(WRITTEN TASK 1): Reproduce the rows below precisely, from the line containing "Target: navy blue t-shirt" through the line containing "column 636, row 575", inclusive.

= Howard Balloch =

Canadian diplomat

Howard Balloch is a former Canadian diplomat. He was Ambassador Extraordinary and Plenipotentiary to China, Mongolia and North Korea. Prior to his appointment as Ambassador, he served for two years in the Privy Council Office as Deputy Secretary to the Cabinet for National Unity, a key position in the federal government up to and during the Quebec referendum on sovereignty of 1995. He was appointed to that position shortly after the Liberal Party won the federal election of 1993, and up to that time had been serving as Assistant Deputy Minister for Asia Pacific in the Department of Foreign Affairs and International Trade and had served in Jakarta and Prague.

Balloch is from Newfoundland. At the end of the 19th century, his grandfather, a tea merchant, spent two decades residing in Fuzhou. Grandfather's paintings and photos sparked Balloch's interest in China. Balloch served as Canada's ambassador to China between 1996 and 2001, assuming the role after his predecessor, John Lawrence Paynter, died in office in 1995. He became the ambassador to North Korea in 2001 while retaining his China ambassadorship. In 2013, Balloch self-published his memoir Semi-Nomadic Anecdotes. With regard to the 1995 Quebec referendum, Paul Wells said the book provides "the most detailed account of the federal government’s actions during that historic campaign".

(EXCERPTED DATA):
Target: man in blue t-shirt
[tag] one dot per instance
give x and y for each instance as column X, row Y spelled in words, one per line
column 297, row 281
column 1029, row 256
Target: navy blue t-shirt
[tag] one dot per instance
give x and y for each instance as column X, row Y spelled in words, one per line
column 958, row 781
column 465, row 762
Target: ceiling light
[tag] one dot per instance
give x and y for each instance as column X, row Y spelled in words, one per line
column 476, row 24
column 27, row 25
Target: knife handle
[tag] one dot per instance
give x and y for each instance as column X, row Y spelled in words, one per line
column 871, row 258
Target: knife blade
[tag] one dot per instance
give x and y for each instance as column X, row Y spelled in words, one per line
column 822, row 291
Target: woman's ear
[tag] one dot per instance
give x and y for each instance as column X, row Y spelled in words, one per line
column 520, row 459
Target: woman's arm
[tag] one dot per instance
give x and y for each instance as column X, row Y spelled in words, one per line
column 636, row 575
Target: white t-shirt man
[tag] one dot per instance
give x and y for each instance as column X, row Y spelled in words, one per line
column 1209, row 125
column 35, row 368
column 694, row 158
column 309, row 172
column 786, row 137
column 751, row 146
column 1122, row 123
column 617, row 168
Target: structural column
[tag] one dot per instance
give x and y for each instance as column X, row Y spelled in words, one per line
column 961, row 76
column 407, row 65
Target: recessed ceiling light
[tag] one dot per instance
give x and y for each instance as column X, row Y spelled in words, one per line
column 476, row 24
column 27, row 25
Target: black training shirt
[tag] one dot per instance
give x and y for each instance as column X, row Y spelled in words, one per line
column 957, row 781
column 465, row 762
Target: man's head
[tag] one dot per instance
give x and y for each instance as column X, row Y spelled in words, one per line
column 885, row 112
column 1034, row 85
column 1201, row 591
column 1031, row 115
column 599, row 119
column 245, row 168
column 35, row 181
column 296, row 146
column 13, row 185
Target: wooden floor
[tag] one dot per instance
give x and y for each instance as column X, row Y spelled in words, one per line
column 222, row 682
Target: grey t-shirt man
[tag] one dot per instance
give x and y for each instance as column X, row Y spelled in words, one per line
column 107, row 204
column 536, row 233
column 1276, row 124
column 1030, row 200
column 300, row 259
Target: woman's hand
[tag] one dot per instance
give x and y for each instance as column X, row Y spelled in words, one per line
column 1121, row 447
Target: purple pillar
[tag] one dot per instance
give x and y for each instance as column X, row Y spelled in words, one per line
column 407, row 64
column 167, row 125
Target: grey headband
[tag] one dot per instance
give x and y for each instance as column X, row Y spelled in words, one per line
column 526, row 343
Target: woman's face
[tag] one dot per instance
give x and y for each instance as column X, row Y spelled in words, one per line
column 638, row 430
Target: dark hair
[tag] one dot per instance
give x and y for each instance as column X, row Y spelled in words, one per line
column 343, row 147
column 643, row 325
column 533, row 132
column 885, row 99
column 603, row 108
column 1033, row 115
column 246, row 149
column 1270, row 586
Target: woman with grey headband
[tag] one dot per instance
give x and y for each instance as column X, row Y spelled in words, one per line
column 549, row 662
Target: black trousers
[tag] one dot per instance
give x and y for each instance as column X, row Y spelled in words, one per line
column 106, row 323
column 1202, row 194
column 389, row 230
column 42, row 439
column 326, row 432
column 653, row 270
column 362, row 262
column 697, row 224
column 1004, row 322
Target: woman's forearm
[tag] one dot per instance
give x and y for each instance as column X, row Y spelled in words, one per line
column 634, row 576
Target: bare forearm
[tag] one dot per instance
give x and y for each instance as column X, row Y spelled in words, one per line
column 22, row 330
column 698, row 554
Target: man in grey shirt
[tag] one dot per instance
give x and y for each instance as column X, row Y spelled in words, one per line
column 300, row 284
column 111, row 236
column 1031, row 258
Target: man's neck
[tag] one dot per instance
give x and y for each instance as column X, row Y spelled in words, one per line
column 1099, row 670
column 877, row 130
==
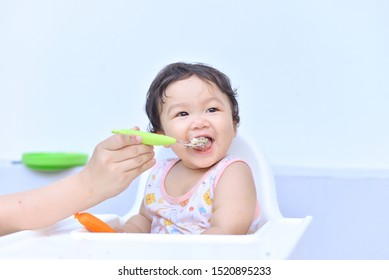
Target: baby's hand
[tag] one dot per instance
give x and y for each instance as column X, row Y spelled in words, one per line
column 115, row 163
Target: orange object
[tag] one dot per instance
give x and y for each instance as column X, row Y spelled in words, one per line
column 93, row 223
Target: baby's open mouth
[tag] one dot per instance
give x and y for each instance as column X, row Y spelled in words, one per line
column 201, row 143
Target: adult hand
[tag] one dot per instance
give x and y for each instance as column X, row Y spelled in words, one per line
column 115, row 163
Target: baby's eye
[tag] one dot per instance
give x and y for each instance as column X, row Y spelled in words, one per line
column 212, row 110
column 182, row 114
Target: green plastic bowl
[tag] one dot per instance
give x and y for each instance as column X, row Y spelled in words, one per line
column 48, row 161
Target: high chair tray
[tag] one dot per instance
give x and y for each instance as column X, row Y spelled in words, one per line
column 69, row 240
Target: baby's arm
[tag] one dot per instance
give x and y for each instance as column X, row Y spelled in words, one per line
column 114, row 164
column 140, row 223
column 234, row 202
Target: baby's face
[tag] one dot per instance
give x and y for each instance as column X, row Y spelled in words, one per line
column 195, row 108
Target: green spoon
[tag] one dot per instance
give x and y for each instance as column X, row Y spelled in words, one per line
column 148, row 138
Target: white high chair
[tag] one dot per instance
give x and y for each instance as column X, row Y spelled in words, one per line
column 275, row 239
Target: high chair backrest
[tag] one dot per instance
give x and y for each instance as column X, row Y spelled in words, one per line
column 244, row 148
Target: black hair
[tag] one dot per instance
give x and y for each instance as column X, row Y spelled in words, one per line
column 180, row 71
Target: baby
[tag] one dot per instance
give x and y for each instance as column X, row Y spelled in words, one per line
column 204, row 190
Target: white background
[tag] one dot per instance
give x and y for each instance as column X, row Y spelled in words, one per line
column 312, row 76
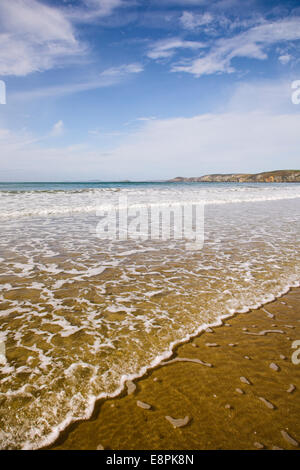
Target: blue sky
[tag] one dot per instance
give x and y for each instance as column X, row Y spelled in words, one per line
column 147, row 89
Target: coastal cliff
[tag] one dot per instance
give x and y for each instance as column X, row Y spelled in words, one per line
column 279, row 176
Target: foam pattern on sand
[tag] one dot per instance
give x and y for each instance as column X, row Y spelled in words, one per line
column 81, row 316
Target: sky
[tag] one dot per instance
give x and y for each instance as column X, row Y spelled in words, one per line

(WRITTEN TASK 2): Rewrite the passage on Howard Balloch above between "Howard Balloch is" and "Jakarta and Prague.", inclusive, replacing each occurrence of "federal" with "national".

(TASK RESULT 1):
Target: navy blue t-shirt
[tag] one dot per instance
give x and y for each instance as column X, row Y spelled in words, one per line
column 958, row 781
column 465, row 762
Target: ceiling light
[tag] one dot per instance
give x and y for each instance as column X, row Y spelled in words, one per line
column 476, row 24
column 27, row 25
Target: knife handle
[tag] one dot per instance
give x and y for each instance as column X, row Y spelled in words, one per line
column 871, row 258
Target: knife blade
[tag] one dot per instance
give x and y for each instance as column X, row Y spelled in words, one per line
column 822, row 291
Target: woman's ear
[tag] one dot per instance
give x and y for each instance as column X, row Y spelled in words, one per line
column 520, row 459
Target: woman's arm
[tag] one dot per instance
give x and y for each instance as column X, row Y spelled in words, one per line
column 636, row 575

(TASK RESULT 2):
Howard Balloch is a former Canadian diplomat. He was Ambassador Extraordinary and Plenipotentiary to China, Mongolia and North Korea. Prior to his appointment as Ambassador, he served for two years in the Privy Council Office as Deputy Secretary to the Cabinet for National Unity, a key position in the national government up to and during the Quebec referendum on sovereignty of 1995. He was appointed to that position shortly after the Liberal Party won the national election of 1993, and up to that time had been serving as Assistant Deputy Minister for Asia Pacific in the Department of Foreign Affairs and International Trade and had served in Jakarta and Prague.